• How to complete this task
Each line of the data must be reproduced as it appears.

Referring expression pointing data:
■ ■ ■ ■ ■
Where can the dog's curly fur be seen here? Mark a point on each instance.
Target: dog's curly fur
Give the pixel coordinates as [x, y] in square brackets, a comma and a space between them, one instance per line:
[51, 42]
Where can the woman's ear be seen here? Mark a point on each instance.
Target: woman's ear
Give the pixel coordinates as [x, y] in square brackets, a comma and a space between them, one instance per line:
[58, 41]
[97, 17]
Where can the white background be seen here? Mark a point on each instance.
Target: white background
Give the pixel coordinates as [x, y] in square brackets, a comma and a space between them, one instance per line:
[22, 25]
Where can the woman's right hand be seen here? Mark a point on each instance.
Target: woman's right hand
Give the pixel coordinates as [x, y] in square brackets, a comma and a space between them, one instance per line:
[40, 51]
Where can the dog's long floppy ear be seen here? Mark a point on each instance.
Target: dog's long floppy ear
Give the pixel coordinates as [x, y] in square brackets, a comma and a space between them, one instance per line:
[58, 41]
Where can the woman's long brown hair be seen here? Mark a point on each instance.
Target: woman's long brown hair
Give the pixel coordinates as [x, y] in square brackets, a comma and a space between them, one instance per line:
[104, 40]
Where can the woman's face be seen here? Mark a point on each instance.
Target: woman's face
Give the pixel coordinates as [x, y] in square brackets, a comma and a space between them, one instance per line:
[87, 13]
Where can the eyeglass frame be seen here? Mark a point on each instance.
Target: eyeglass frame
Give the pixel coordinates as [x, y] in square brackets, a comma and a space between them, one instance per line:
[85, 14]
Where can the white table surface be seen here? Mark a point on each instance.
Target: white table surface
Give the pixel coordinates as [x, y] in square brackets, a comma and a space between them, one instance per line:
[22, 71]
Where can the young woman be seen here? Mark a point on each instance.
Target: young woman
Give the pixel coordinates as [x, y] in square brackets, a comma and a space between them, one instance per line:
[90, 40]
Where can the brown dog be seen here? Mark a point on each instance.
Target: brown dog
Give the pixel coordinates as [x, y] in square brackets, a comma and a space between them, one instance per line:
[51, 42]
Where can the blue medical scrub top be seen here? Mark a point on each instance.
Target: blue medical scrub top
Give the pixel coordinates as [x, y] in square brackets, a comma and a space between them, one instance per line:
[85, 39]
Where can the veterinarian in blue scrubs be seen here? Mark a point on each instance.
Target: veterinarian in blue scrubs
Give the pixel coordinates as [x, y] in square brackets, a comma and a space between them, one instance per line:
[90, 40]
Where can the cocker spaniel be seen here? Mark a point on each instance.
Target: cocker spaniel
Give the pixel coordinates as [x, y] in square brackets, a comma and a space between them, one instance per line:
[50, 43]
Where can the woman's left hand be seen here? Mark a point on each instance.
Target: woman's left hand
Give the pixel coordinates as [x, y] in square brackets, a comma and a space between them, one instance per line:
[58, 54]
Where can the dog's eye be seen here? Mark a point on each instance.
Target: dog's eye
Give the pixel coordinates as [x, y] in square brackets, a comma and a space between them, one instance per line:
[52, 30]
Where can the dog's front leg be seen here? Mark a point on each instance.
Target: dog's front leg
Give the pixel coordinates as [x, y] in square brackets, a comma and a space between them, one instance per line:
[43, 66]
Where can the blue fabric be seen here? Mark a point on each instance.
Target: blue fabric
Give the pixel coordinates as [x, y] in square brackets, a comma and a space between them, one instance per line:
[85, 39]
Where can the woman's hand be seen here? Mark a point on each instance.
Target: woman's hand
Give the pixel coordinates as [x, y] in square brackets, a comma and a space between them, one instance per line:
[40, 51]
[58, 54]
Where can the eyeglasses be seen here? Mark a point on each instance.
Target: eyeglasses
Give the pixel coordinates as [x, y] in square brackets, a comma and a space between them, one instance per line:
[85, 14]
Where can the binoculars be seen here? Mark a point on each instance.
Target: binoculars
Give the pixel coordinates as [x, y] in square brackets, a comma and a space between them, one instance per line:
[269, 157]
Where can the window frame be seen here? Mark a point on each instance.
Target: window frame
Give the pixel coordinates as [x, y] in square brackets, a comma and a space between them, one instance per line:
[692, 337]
■ ■ ■ ■ ■
• Solved exercise
Where can the dog's curly fur be seen here? Mark a point on each instance.
Target: dog's curly fur
Give the pixel coordinates as [x, y] in square brackets, a comma and a space between them, one instance per line:
[51, 42]
Where can the woman's ear be seen here? Mark a point on each instance.
Target: woman's ear
Give the pixel coordinates as [x, y] in square brackets, a comma and a space between them, one instance per line:
[58, 41]
[97, 17]
Where can the white background be seen here? Mark a point on each instance.
Target: white background
Give the pixel coordinates as [x, y] in square brackets, a comma and a space between them, one instance per line:
[22, 25]
Where can the woman's right hand be seen here? Mark a point on each instance.
Target: woman's right hand
Give the pixel coordinates as [x, y] in square brackets, a comma and a space between them, one instance per line:
[40, 51]
Where can the dog's long floppy ear be seen here? Mark a point on each instance.
Target: dog's long floppy ear
Give the pixel coordinates as [x, y] in square brackets, a comma and a space between them, one instance per line:
[58, 41]
Where can the woman's long brown hair be seen here? Mark a point on each instance.
Target: woman's long brown hair
Give the pixel coordinates as [x, y] in square brackets, a comma and a space between them, one instance per line:
[104, 40]
Where can the woman's face be seen here? Mark a point on each instance.
Target: woman's face
Give the pixel coordinates as [x, y] in square brackets, a comma and a space between them, one instance per line:
[87, 13]
Where can the eyeglass frame be seen here? Mark a point on each instance.
Target: eyeglass frame
Give the pixel coordinates as [x, y] in square brackets, a comma and a space between them, one instance per line:
[85, 14]
Where can the white table surface be seen here? Mark a point on each instance.
Target: white table surface
Give the pixel coordinates as [x, y] in square brackets, a comma and a space between them, one instance per line:
[22, 71]
Where can the young woman be seen here? Mark a point on each instance.
Target: young woman
Give the pixel coordinates as [x, y] in square brackets, a comma and a space between them, one instance per line:
[90, 40]
Where can the brown dog be seen here? Mark a point on each instance.
Target: brown dog
Give the pixel coordinates as [x, y] in square brackets, a comma and a space between them, one instance per line:
[51, 42]
Where can the blue medical scrub top be seen here? Mark a point on each instance.
Target: blue medical scrub top
Give the pixel coordinates as [x, y] in square brackets, a comma and a space between them, one instance per line:
[85, 39]
Where can the veterinarian in blue scrubs be seen here? Mark a point on each instance.
Target: veterinarian in blue scrubs
Give the pixel coordinates as [x, y] in square brackets, a comma and a space between them, one instance per line:
[90, 40]
Where can the cocker spaniel be seen here? Mark a point on each instance.
Target: cocker spaniel
Give the pixel coordinates as [x, y] in square brackets, a comma and a space between them, one instance per line:
[50, 43]
Where can the woman's left hand be seen here? Mark a point on each instance.
Target: woman's left hand
Give the pixel coordinates as [x, y] in square brackets, a comma and a space between them, one instance per line:
[58, 54]
Where can the dog's eye be seen here? Mark a point on each instance.
Target: dog's eye
Give the pixel coordinates as [x, y] in square brackets, a comma and a space between them, one instance per line:
[52, 30]
Where can the dog's front leg be seen here? Mark a point on each instance.
Target: dog's front leg
Give the pixel coordinates as [x, y] in square brackets, a comma and a space between them, one instance per line:
[43, 66]
Where can the blue fabric be seen here? Mark a point on each instance.
Target: blue fabric
Give the pixel coordinates as [x, y] in square brackets, a comma and a space between them, one instance per line:
[85, 39]
Where can the woman's hand be seen here? Mark a point on each instance.
Target: woman's hand
Give the pixel coordinates as [x, y] in square brackets, a comma and a space between them, one instance per line:
[40, 51]
[58, 54]
Where can the eyeglasses be seen here? Mark a point on each instance.
Target: eyeglasses
Give the pixel coordinates as [x, y] in square brackets, a comma and a space between them, one instance per line:
[85, 14]
Where can the binoculars be seen here? Mark a point on each instance.
Target: binoculars
Give the pixel coordinates as [x, y] in square brackets, a comma and a space between them, one instance per line:
[269, 157]
Where can the window frame be seen here? Mark a point on each instance.
Target: window frame
Give the pixel coordinates as [x, y] in square brackets, a comma and a space between them, one instance per line:
[692, 337]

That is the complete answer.